**TASK MATERIAL:**

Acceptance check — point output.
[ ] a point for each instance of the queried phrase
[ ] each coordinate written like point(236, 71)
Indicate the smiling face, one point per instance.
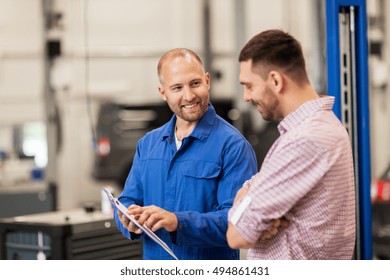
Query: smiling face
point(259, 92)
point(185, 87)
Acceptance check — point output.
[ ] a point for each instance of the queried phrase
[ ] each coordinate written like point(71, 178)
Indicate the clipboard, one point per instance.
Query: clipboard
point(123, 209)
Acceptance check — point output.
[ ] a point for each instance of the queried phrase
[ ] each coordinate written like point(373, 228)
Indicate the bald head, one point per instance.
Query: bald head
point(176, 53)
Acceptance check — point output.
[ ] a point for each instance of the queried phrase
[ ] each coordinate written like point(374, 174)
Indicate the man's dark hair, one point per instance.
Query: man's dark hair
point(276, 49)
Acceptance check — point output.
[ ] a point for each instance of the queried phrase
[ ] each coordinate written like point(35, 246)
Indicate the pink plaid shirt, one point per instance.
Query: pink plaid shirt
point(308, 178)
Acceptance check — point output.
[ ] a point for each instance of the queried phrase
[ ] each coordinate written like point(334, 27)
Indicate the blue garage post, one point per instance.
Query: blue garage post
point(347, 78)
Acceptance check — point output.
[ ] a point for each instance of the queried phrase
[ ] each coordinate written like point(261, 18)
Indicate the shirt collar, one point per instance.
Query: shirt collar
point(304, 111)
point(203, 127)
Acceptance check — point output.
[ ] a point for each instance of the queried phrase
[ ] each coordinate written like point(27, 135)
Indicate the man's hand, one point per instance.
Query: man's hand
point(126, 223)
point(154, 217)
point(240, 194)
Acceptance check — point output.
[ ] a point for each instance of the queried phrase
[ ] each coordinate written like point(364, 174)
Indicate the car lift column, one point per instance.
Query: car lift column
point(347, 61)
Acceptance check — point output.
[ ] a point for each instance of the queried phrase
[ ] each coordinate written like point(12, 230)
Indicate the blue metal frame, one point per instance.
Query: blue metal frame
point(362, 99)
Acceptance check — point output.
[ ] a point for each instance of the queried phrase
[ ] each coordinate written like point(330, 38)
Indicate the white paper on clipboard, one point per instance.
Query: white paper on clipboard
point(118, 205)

--

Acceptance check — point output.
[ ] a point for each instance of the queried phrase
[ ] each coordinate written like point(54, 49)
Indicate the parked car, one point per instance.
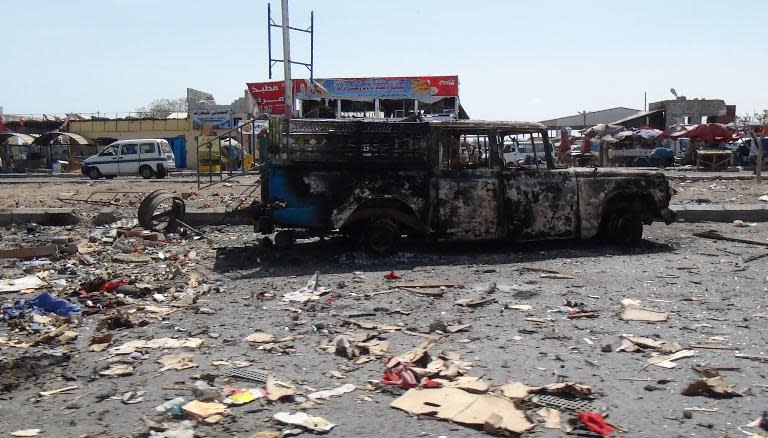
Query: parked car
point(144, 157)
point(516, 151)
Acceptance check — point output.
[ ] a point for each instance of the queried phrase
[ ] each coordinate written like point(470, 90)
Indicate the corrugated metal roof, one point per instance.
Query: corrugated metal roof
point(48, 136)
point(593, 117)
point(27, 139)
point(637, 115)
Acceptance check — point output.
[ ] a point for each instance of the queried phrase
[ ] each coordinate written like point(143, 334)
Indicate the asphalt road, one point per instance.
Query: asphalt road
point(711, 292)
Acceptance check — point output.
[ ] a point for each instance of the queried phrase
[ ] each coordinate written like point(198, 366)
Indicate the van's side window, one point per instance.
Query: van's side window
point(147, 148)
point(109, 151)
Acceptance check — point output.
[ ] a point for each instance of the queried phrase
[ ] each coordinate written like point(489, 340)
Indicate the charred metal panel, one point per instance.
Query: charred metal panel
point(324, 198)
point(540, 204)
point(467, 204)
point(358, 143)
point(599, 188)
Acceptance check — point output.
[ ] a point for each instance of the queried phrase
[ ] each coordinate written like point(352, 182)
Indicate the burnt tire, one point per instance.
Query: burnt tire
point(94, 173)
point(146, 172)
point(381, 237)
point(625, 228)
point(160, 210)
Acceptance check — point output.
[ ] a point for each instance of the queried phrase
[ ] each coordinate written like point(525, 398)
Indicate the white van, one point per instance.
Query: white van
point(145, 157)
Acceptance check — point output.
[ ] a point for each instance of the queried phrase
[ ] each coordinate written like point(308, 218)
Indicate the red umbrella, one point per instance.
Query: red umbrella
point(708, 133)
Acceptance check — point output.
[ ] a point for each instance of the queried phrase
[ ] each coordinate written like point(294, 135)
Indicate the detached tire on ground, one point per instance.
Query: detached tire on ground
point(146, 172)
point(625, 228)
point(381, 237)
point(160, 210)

--

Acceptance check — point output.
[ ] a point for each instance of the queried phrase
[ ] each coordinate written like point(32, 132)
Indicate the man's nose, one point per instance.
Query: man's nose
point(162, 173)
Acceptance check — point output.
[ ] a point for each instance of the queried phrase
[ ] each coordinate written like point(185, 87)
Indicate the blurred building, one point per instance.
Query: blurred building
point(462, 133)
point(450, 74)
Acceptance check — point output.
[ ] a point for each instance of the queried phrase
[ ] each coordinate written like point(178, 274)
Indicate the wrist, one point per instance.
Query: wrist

**REQUIRED WORK:** Using the data above, reproduce exactly the lines from the line that contains "[ ] each coordinate written like point(185, 87)" through the line that contains "Query: wrist", including both.

**TASK ANSWER:**
[ ] each coordinate written like point(185, 87)
Indicate the blurred building, one point per instance.
Query: blurred building
point(462, 133)
point(450, 74)
Acceptance check — point output.
[ ] a point for each instance of the queried phrase
[ ] each coordinate written like point(178, 274)
Indicate the wrist, one point per instance.
Query: wrist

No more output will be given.